===== Items =====

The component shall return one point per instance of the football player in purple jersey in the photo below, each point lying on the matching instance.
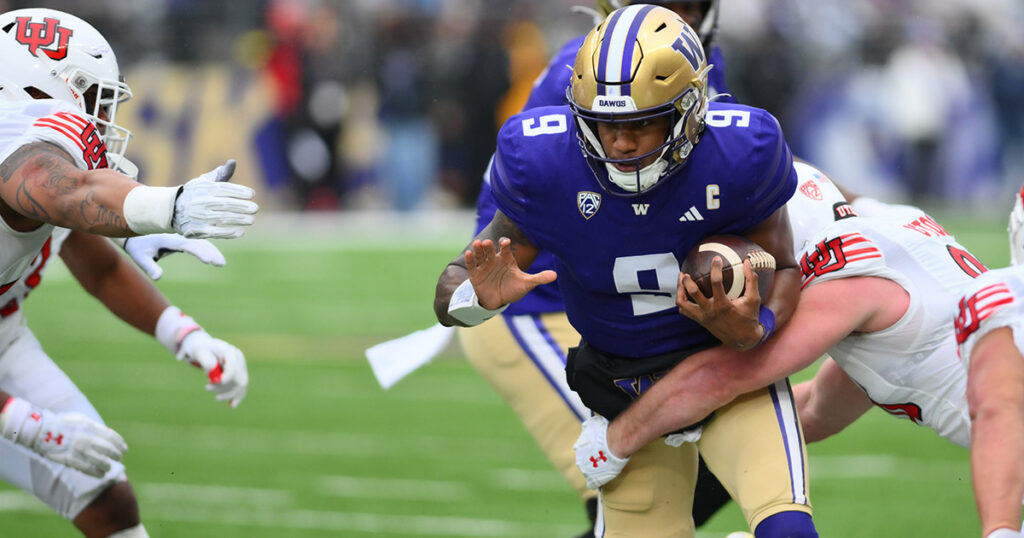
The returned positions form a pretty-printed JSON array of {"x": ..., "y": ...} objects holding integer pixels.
[
  {"x": 617, "y": 189},
  {"x": 522, "y": 352}
]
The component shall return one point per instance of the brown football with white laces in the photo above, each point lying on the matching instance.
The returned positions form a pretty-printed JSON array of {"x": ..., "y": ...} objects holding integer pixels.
[{"x": 733, "y": 250}]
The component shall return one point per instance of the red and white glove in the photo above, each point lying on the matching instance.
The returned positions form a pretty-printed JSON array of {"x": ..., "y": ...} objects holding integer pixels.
[
  {"x": 69, "y": 439},
  {"x": 594, "y": 458},
  {"x": 224, "y": 364},
  {"x": 146, "y": 250}
]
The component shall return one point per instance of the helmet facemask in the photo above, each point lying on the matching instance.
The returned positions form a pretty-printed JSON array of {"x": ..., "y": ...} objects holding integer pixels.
[
  {"x": 99, "y": 99},
  {"x": 665, "y": 60}
]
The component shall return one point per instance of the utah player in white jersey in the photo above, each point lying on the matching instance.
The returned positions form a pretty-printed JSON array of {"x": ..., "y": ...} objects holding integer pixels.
[
  {"x": 55, "y": 171},
  {"x": 879, "y": 294},
  {"x": 104, "y": 504},
  {"x": 990, "y": 333}
]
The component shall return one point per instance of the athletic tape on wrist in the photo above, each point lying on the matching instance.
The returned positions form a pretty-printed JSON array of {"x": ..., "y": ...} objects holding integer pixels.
[
  {"x": 172, "y": 327},
  {"x": 150, "y": 209},
  {"x": 767, "y": 320},
  {"x": 19, "y": 421},
  {"x": 465, "y": 306}
]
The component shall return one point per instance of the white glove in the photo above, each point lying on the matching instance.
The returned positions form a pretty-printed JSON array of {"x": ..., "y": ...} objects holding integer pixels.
[
  {"x": 224, "y": 365},
  {"x": 210, "y": 207},
  {"x": 596, "y": 462},
  {"x": 145, "y": 250},
  {"x": 69, "y": 439}
]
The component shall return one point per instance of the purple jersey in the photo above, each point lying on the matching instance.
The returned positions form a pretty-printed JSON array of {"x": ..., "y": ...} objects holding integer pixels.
[
  {"x": 617, "y": 257},
  {"x": 550, "y": 90}
]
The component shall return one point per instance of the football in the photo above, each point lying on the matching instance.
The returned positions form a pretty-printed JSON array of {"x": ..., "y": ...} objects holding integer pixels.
[{"x": 732, "y": 250}]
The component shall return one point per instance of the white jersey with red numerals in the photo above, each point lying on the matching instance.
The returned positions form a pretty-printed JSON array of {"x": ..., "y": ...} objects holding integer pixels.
[
  {"x": 911, "y": 368},
  {"x": 24, "y": 253},
  {"x": 26, "y": 370},
  {"x": 994, "y": 300}
]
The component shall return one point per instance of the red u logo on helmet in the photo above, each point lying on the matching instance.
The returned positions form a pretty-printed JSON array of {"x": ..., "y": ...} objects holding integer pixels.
[{"x": 47, "y": 36}]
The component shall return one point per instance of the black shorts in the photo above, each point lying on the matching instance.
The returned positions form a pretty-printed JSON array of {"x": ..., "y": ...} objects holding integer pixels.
[{"x": 608, "y": 383}]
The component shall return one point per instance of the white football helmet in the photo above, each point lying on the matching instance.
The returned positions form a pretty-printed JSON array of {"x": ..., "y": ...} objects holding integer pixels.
[
  {"x": 641, "y": 63},
  {"x": 816, "y": 204},
  {"x": 72, "y": 53}
]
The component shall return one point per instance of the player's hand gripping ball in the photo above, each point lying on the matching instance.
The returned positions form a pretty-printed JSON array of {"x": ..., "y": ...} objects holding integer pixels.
[{"x": 733, "y": 250}]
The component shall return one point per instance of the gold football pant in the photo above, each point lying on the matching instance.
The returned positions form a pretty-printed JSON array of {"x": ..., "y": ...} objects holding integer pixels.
[
  {"x": 523, "y": 357},
  {"x": 755, "y": 448}
]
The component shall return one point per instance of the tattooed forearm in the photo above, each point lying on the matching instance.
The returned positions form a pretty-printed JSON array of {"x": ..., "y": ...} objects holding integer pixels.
[
  {"x": 95, "y": 214},
  {"x": 57, "y": 179},
  {"x": 26, "y": 153},
  {"x": 27, "y": 205}
]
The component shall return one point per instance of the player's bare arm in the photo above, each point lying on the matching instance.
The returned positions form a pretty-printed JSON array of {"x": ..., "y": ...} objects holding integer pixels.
[
  {"x": 736, "y": 322},
  {"x": 41, "y": 183},
  {"x": 827, "y": 313},
  {"x": 995, "y": 399},
  {"x": 775, "y": 237},
  {"x": 111, "y": 278},
  {"x": 816, "y": 399},
  {"x": 497, "y": 276}
]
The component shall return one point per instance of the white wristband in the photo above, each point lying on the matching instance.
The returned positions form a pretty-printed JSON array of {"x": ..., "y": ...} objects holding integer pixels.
[
  {"x": 150, "y": 209},
  {"x": 172, "y": 327},
  {"x": 19, "y": 421},
  {"x": 465, "y": 307}
]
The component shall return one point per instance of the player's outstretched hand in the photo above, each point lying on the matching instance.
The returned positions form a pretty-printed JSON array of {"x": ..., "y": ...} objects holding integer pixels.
[
  {"x": 69, "y": 439},
  {"x": 209, "y": 206},
  {"x": 594, "y": 458},
  {"x": 224, "y": 365},
  {"x": 146, "y": 250},
  {"x": 497, "y": 278},
  {"x": 734, "y": 322}
]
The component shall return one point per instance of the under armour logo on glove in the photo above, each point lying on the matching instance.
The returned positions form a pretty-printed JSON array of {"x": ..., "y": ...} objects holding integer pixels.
[{"x": 594, "y": 459}]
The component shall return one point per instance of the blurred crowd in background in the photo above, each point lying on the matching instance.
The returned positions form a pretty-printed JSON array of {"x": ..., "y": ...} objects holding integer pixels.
[{"x": 395, "y": 104}]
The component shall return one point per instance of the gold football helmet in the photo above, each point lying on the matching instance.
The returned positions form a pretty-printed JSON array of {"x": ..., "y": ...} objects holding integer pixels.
[
  {"x": 709, "y": 25},
  {"x": 640, "y": 63}
]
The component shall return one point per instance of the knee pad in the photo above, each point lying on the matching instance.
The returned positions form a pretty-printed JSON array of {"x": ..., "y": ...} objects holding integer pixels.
[{"x": 786, "y": 525}]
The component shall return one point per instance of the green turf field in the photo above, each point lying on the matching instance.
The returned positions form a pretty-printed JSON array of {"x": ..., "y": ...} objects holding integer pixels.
[{"x": 318, "y": 449}]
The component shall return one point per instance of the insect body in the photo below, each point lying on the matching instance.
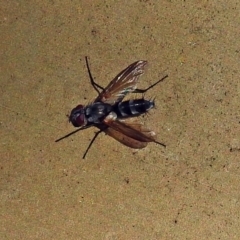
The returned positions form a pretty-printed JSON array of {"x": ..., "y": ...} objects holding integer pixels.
[{"x": 111, "y": 115}]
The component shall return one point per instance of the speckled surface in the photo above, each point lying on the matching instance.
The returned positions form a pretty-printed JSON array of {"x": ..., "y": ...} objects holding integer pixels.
[{"x": 190, "y": 190}]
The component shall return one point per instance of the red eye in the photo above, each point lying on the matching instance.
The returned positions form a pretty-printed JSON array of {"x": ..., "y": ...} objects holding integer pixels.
[
  {"x": 80, "y": 120},
  {"x": 77, "y": 116}
]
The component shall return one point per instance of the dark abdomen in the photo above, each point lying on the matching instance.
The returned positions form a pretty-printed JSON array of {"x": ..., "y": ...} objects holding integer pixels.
[{"x": 133, "y": 108}]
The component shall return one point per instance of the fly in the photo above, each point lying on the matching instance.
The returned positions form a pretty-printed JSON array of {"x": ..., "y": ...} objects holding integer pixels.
[{"x": 110, "y": 114}]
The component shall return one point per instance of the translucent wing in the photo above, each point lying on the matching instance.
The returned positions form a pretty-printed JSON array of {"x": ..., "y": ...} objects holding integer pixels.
[
  {"x": 124, "y": 139},
  {"x": 125, "y": 82},
  {"x": 128, "y": 131}
]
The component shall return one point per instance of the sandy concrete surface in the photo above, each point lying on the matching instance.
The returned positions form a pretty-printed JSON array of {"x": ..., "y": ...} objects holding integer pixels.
[{"x": 190, "y": 190}]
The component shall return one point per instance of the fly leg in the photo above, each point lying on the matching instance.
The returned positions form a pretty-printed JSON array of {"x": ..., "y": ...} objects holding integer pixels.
[
  {"x": 153, "y": 85},
  {"x": 93, "y": 83},
  {"x": 92, "y": 141}
]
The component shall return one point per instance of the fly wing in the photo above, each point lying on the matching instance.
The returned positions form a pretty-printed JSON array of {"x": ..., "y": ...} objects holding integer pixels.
[
  {"x": 133, "y": 130},
  {"x": 124, "y": 139},
  {"x": 125, "y": 82}
]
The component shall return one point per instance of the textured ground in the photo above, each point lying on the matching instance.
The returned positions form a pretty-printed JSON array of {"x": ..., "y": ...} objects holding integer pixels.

=====

Task directions
Copy out, without alteration, every line of the rows from the one containing "of the translucent" through the last line of the rows, including both of these lines.

Result
The component shall return one point per instance of the translucent wing in the photo above, each point lying on the matching instance.
The returned positions form a pretty-printed JSON array of {"x": ..., "y": ...} objects holding integer pixels.
[
  {"x": 124, "y": 139},
  {"x": 125, "y": 82},
  {"x": 128, "y": 131}
]
The component shall return one point per instance of the sandy concrete surface in the photo above, each point lying on the matching instance.
The returned positions form a pretty-printed JSON array of {"x": ..., "y": ...} objects holding integer pixels.
[{"x": 190, "y": 190}]
The component shall return one point per instance of the fly leg in the photo above, each point lying on the matching instance.
The returned positions form a pretty-printed JSON array of {"x": ..., "y": ...} objects holding integer pixels.
[
  {"x": 153, "y": 85},
  {"x": 93, "y": 83},
  {"x": 92, "y": 141}
]
The component shall return one point per instance of the fly wing in the photo above, each point lying on the matching instance.
The returned positions form a pretty-printed JSON array of {"x": ..., "y": ...} objects holding integer pixels.
[
  {"x": 133, "y": 130},
  {"x": 124, "y": 139},
  {"x": 125, "y": 82}
]
The component shall return one point per instance of the textured ground in the photo above, each point lying on the matching instance.
The returned positions form a pretty-printed JSON array of {"x": ..., "y": ...} objects holding integer pixels.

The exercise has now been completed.